Work request: Repeat each line of the data exactly as written.

_ _ _

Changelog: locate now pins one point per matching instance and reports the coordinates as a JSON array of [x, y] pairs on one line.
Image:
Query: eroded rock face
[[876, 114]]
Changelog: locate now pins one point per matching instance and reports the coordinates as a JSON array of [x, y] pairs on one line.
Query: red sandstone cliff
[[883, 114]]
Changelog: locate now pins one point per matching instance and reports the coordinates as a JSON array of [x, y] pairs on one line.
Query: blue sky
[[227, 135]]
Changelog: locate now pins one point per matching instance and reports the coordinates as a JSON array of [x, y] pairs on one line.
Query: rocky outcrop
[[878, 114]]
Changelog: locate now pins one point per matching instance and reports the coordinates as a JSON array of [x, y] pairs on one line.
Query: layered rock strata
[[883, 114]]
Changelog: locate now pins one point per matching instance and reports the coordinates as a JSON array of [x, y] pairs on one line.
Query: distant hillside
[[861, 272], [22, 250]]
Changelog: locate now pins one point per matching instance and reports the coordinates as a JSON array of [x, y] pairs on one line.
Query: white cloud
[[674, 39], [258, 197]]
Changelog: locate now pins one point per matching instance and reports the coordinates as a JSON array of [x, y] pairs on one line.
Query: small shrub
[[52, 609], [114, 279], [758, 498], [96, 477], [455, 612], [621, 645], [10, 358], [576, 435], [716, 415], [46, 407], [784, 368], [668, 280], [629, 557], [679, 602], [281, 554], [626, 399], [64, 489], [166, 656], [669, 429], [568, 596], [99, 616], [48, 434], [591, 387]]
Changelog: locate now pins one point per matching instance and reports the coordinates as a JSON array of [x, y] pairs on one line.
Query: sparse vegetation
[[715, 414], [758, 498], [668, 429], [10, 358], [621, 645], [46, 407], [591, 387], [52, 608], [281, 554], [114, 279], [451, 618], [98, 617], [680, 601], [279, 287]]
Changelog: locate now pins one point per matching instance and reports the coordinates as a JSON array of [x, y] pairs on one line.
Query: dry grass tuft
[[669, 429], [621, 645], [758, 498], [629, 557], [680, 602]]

_ _ _

Reply to the task:
Changelog: locate now pins one point per matching instance and reports the coordinates as a JSON array of [x, y] pairs on one line.
Image:
Query: eroded rock face
[[876, 114]]
Changelog: locate now pins one point per matching instance and reports the coordinates as a JSON array of [x, y] pairs on one line.
Query: red sandstone cliff
[[883, 114]]
Changelog: locate now pins one point per matching instance and reports the coordinates as a JSON array of [x, y] pairs on one line.
Query: blue sky
[[227, 135]]
Changelog: locate now pins one point per matching instance and reports the coordinates as a JSON array of [x, y] pairs on one line.
Query: rocky outcrop
[[878, 114]]
Changelog: locate now pins one point per matching instance and reports the coordinates as a JSON array of [x, y] pairs on one line.
Query: layered rock strata
[[883, 114]]
Changelog: locate now pins one point per matching instance and reports the coordinates as a JSON array of [x, y] pairs on one line.
Query: distant hillside
[[861, 272], [22, 250]]
Changelog: locate now pins one point per matching instance and reports the coordinates as a JSON array of [x, y] pairs on one line.
Query: white cloud
[[674, 39], [258, 197]]
Changelog: locate now pins one point per matching instance and reports the coordinates as a JSON array of [x, y] pairs on one line.
Query: small shrub
[[52, 609], [114, 279], [758, 498], [96, 477], [455, 612], [621, 645], [10, 358], [576, 435], [716, 415], [46, 407], [784, 368], [668, 280], [629, 557], [679, 602], [281, 554], [626, 399], [64, 489], [166, 656], [669, 429], [568, 596], [99, 616], [48, 434], [591, 387]]
Changelog: locate now pins one point per matching instance and reports the coordinates as a JSON array of [x, y] pairs on one line.
Query: sparse vegetation
[[715, 414], [758, 498], [668, 429], [10, 358], [621, 645], [46, 407], [591, 387], [52, 608], [281, 554], [114, 279], [451, 618], [98, 617], [680, 601], [279, 287]]
Changelog: locate now pins one point per matching instance and reports the coordinates as a JSON array of [x, y] pairs on one line.
Query: dry grass tuft
[[669, 429], [621, 645], [758, 498], [629, 557], [680, 602]]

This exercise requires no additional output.